** start **

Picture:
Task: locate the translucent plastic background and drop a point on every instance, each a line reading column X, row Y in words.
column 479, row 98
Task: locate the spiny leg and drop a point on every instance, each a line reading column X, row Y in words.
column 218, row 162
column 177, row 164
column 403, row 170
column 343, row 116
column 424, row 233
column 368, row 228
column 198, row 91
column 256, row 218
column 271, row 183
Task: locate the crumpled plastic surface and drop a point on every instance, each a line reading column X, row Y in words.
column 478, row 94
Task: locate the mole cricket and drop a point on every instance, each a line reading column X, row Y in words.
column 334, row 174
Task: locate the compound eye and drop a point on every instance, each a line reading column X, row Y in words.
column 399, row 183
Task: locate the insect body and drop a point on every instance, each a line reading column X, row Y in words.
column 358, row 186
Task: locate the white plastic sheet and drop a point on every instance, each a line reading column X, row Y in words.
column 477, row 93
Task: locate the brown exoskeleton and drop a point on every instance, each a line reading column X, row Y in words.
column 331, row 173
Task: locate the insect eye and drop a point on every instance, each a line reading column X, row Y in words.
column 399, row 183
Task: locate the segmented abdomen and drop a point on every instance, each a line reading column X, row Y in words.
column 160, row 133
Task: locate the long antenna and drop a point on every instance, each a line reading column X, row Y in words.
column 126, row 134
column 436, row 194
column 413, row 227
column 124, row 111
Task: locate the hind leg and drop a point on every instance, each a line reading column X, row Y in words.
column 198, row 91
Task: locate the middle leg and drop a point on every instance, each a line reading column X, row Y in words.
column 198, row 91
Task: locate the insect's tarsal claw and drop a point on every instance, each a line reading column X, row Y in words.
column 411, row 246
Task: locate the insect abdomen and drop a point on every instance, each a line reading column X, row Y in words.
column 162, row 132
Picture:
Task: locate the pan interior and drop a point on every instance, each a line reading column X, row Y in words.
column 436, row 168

** end **

Given request: Repeat the lines of the material above word for word, starting with the line containing "Task: locate the brown" and going on through the line containing "column 124, row 111".

Expected output:
Task: locate the brown exoskeleton and drop a point on every instance, each a line reading column X, row Y in words.
column 331, row 173
Task: locate the insect eye and drop a point on every instance, each a line reading column X, row Y in words.
column 399, row 183
Task: locate the segmented abdomen and drop a point on every instance, each a line reading column X, row Y in words.
column 160, row 133
Task: locate the long antenna and drop a point on every instance, each a line reading column X, row Y in words.
column 126, row 134
column 436, row 194
column 413, row 227
column 124, row 111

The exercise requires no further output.